(Collected data)

▬▬▬▬▬▬▬▬▬▬

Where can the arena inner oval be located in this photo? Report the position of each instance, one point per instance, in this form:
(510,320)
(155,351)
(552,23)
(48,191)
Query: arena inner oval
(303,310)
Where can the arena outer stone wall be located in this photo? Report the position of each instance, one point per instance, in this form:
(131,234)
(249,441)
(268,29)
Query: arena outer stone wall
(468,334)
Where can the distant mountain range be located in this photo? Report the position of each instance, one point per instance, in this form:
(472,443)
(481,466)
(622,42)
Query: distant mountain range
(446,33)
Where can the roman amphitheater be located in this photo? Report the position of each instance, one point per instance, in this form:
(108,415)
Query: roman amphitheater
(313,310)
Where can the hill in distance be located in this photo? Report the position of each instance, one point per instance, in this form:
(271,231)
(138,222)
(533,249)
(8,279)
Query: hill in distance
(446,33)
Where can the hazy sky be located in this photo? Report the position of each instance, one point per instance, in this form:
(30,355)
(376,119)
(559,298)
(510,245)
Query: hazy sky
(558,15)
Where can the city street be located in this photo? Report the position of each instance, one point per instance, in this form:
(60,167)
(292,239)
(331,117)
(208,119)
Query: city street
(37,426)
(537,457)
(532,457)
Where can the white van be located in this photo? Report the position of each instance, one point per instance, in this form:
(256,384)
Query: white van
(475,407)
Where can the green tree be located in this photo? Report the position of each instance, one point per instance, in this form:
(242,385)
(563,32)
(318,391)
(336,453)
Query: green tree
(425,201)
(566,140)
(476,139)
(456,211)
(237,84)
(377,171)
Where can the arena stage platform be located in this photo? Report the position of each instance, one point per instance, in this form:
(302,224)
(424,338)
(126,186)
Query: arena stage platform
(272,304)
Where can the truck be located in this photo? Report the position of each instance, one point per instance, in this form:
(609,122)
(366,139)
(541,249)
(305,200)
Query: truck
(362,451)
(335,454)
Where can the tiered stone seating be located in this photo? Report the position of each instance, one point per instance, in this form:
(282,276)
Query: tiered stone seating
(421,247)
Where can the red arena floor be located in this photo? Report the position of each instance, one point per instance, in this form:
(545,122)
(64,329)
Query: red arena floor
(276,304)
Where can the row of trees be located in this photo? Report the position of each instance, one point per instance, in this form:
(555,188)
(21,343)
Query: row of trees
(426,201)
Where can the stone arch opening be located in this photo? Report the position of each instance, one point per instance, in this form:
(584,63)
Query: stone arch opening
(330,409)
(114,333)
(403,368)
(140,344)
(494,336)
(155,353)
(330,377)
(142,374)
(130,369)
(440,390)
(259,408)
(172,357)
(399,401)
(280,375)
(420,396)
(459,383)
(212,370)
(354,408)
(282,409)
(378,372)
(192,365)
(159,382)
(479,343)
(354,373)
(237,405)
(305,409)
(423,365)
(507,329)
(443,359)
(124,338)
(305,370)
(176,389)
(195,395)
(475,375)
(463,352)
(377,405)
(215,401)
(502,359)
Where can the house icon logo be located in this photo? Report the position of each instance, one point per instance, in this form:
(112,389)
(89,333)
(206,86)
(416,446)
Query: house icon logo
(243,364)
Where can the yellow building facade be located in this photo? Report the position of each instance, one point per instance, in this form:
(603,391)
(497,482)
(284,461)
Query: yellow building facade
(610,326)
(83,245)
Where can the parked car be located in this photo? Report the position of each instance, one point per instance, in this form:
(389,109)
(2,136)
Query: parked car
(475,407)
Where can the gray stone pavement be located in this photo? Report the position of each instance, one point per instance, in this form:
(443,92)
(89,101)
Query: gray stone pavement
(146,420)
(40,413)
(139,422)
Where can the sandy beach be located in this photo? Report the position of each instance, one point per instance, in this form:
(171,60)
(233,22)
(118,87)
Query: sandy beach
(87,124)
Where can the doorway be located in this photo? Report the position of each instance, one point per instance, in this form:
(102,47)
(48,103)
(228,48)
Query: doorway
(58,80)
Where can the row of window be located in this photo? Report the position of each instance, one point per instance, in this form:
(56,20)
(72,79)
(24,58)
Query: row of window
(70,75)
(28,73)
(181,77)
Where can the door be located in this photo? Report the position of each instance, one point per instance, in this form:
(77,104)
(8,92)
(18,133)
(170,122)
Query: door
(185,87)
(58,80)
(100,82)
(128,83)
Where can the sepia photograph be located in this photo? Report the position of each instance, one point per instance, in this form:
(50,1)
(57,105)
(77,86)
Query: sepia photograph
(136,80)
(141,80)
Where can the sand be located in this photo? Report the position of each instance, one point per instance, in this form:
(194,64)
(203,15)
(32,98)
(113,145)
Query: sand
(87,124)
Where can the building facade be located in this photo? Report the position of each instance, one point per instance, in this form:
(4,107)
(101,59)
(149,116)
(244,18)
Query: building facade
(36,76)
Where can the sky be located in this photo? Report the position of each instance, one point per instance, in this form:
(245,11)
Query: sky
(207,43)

▬▬▬▬▬▬▬▬▬▬

Stated problem :: Can you reproduce the records above with every "one point per instance" swapped for "a single point for each instance" and nothing else changed?

Result ::
Where can the arena inner oval be located in this photo? Report the position of each instance, a single point for each instance, in this form:
(510,320)
(155,351)
(552,23)
(48,191)
Query: arena inner oval
(303,310)
Where can the arena outer stone wall be located in this photo? Report the position of each instance, a single point for each instance, in this form:
(131,234)
(249,441)
(268,29)
Query: arena outer stone wall
(468,334)
Where can the distant mountain range be located in this photo? Report the position of each instance, a single point for each instance, in this form:
(472,443)
(481,466)
(622,42)
Query: distant mountain range
(446,33)
Where can the roman amphitheater be located in this photo? Report the position of each instance, a single point for each instance, in this form:
(108,415)
Query: roman amphitheater
(313,310)
Where can the hill in distance be located in this photo? Report the position of each instance, a single point for each instance, in this form:
(271,231)
(138,222)
(533,249)
(8,279)
Query: hill in distance
(446,33)
Where can the hazy sky be located in this photo? Report the position of each instance, a single point for each instance, in this form:
(30,355)
(376,119)
(559,298)
(510,245)
Query: hazy sky
(558,15)
Where can the city street be located in this photo? Report the position of each instance, a single point for each instance, in this form:
(60,167)
(292,239)
(331,117)
(208,119)
Query: city street
(37,426)
(537,457)
(532,457)
Where can the white van be located in this photo? Report the position of each instance, a single point for each instance, in this form:
(256,384)
Query: white van
(475,407)
Where can the green tree be located in this photo? Report the position of each instance, a single point for each instance, in this form:
(242,385)
(563,32)
(318,391)
(336,453)
Query: green tree
(425,201)
(566,140)
(476,139)
(456,211)
(237,84)
(377,171)
Where can the arena stage platform be located in this photo? Report the position of each instance, a single point for each instance, in this form:
(302,224)
(424,338)
(126,186)
Query: arena stage platform
(272,304)
Where can the truck be located in this photo? Report the position of each instance, a single point for each instance, in this form:
(609,122)
(366,139)
(541,249)
(305,200)
Query: truck
(362,451)
(335,454)
Where can the tiered stone seating be located in this photo? Report the position of each instance, a single point for each instance, in this form:
(282,276)
Query: tiered stone seating
(421,247)
Where can the red arena floor be located in this photo? Report the position of each instance, a single point for each instance, in this form:
(545,122)
(64,329)
Query: red arena floor
(276,304)
Where can the row of trees be located in this photo? Report the position of each instance, a single point for each instance, in this form:
(555,188)
(21,343)
Query: row of trees
(426,201)
Where can the stone arch opening be located in this photo? Report the position of each instance, a single point for each instance, in this form:
(584,63)
Query: stone arch opening
(330,409)
(114,333)
(403,368)
(140,344)
(494,336)
(155,353)
(330,377)
(142,374)
(130,369)
(440,390)
(259,408)
(172,357)
(399,401)
(280,375)
(420,396)
(459,383)
(212,370)
(354,408)
(282,409)
(378,372)
(192,365)
(159,382)
(479,343)
(354,373)
(237,405)
(305,409)
(423,365)
(507,329)
(443,359)
(124,338)
(305,370)
(176,389)
(195,395)
(475,375)
(463,352)
(377,405)
(215,401)
(502,359)
Where can the house icon logo be located in this photo? Report the position of each instance, a single point for each instance, in this form:
(112,389)
(89,333)
(206,86)
(416,446)
Query: house icon logo
(243,364)
Where can the yellow building facade be located in this photo? Report the position of each instance, a single point for each instance, in this form:
(603,391)
(497,482)
(284,461)
Query: yellow building facade
(610,326)
(83,245)
Where can the parked car be located in this photo? Report the position of each instance, a single point for each instance, in this form:
(389,109)
(2,136)
Query: parked car
(475,407)
Where can the gray stone pavement be located in this photo? Report the position of each instance, a single point for each instance, in this form:
(443,92)
(89,101)
Query: gray stone pavement
(146,420)
(40,413)
(139,422)
Where can the sandy beach be located in this photo? Report the position of each instance, a single point for each instance, in this form:
(171,60)
(233,22)
(118,87)
Query: sandy beach
(87,124)
Where can the doorway be located in this photo? Report the position of each instance, a single point for each instance, in this form:
(102,47)
(48,103)
(228,48)
Query: doorway
(58,80)
Where can the row of window be located in this photo? Report the position of each instance, a single point for each instance, in this form:
(56,20)
(72,79)
(24,58)
Query: row of window
(70,75)
(28,73)
(181,77)
Where can the door be located in this photo? Report the position of each instance, a single point for each instance, in this form:
(77,104)
(8,92)
(18,133)
(170,122)
Query: door
(185,87)
(58,80)
(100,82)
(128,83)
Where can the sepia photograph be located in this photo? Report the position of each instance, a single point for each instance, in this form:
(50,1)
(57,105)
(77,86)
Query: sepia photograph
(136,80)
(141,80)
Where can the sand be located in this photo? Report the position of each instance, a single point for each instance, in this form:
(194,64)
(203,15)
(32,98)
(113,145)
Query: sand
(87,124)
Where can the building facade be located in this photo? Report the position of each instance, a single point for each instance, in this form:
(4,107)
(101,59)
(149,116)
(244,18)
Query: building facade
(36,76)
Where can the sky be located in this photo? Report the position of each instance, a single point for each instance, in this form:
(245,11)
Query: sky
(207,43)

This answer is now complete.